#### [PASSAGE]
Advancing Phthalates and Mixed Alkyl Phthalates Analysis in Plastics Using GC-MS with Cold EI

Oneg Elkabets , School of Chemistry, Tel Aviv University , Tel-Aviv , Israel (Onegelkabets@mail.tau.ac.il)
Aviv Amirav, School Of Chemistry, Tel Aviv University , Tel-aviv , Israel
Benny Neumark, School Of Chemistry, Tel Aviv University , Tel-aviv , Israel

Phthalates are widely employed as plasticizers to enhance flexibility and durability in numerous consumer products, yet their widespread use raises health concerns, including endocrine disruption, reproductive toxicity and developmental effects. Consequently, regulatory agencies have restricted the use of several phthalates, particularly in products intended for children. Heavy phthalates such as diisononyl-phthalate (DINP) and diisodecyl-phthalate (DIDP) are investigated as safer alternatives to dioctyl-phthalate – the benchmark PVC plasticizer, yet their analysis is complicated due to structural complexity, multiple isomers and the absence of molecular ions under standard electron ionization (EI). The most critical limitation, however, arises with mixed-alkyl phthalates, such as nonyl-decyl and decyl-undecyl species. In these compounds, standard EI fails to generate molecular ions, forcing reliance on fragment ions that lack selectivity. This non-selectivity occurs because many phthalates share the same dominant fragment ions, making it impossible to distinguish mixed-alkyl phthalates from non-mixed analogs. As a result, analyses based solely on fragment ions often misidentify mixed-alkyl phthalates, leading to qualitative errors and inaccurate quantification. Gas chromatography-mass spectrometry (GC-MS) with Cold Electron Ionization (Cold EI) uniquely addresses this problem by interfacing GC with supersonic molecular beams, producing vibrationally cold molecules that are ionized in a fly-through ion source. This process greatly enhances molecular ions, providing the selectivity and structural information essential for correct identification. Consequently, we developed a method coupling a Thermal Separation Probe (ChromatoProbe) with GC-MS Cold EI, enabling direct thermal desorption of small plastic pieces and eliminating the need for extensive sample preparation. The method revealed complex isomeric profiles in both commercial standards and consumer products, unambiguous detection of mixed-alkyl phthalates, and evidence of a shift toward heavier, less regulated plasticizers such as trioctyl-trimellitate. These findings demonstrate that only Cold EI enables reliable identification and quantification of phthalates, particularly mixed-alkyl phthalates.

#### [LISTED RECORDS]

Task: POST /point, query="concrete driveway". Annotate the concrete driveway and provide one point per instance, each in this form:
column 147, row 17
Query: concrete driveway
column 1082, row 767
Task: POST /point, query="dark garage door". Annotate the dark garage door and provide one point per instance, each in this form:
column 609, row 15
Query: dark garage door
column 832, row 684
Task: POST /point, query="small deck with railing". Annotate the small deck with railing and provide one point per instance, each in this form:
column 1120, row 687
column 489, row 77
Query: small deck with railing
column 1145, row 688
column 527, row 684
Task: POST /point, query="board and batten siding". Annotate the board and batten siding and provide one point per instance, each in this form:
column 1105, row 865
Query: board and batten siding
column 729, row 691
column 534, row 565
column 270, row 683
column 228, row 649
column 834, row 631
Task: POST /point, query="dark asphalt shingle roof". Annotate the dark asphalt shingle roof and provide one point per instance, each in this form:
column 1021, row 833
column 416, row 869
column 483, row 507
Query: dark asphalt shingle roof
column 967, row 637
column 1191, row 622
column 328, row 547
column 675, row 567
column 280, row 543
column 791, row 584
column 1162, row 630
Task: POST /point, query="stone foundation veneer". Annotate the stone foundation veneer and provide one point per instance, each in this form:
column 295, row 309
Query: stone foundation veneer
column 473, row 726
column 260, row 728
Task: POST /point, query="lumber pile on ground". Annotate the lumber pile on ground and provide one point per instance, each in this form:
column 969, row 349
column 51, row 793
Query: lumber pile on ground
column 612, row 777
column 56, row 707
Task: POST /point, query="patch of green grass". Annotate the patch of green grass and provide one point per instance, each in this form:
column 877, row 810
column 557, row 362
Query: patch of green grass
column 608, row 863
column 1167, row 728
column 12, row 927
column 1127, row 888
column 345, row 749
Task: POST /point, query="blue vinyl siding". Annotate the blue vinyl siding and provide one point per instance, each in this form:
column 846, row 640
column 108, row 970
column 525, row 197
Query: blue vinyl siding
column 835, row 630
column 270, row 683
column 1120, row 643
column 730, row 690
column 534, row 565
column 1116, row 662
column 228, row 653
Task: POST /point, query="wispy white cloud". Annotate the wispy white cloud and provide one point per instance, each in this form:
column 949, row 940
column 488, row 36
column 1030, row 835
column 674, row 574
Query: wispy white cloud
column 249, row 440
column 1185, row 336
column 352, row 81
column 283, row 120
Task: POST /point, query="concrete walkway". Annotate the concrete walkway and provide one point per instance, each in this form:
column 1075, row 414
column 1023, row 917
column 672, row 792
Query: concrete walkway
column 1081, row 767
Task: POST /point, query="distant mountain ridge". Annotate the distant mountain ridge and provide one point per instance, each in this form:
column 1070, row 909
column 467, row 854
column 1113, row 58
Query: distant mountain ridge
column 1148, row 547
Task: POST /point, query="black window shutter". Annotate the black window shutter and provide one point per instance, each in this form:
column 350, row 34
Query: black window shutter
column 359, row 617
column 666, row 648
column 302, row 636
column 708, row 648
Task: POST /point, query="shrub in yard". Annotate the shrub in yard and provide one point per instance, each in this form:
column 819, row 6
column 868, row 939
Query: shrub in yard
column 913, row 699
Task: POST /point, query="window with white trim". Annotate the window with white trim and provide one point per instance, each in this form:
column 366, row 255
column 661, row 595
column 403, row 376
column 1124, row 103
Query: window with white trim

#### [SET OF TASKS]
1 – According to the Cold EI abstract, which compound is the benchmark PVC plasticizer?
2 – From the Cold EI abstract, output the passage starting with "Advancing Phthalates and" and going on through "Tel-Aviv , Israel (Onegelkabets@mail.tau.ac.il)".

#### [ANSWERS BY ITEM NUMBER]
1 – Dioctyl-phthalate.

2 –
Advancing Phthalates and Mixed Alkyl Phthalates Analysis in Plastics Using GC-MS with Cold EI

Oneg Elkabets , School of Chemistry, Tel Aviv University , Tel-Aviv , Israel (Onegelkabets@mail.tau.ac.il)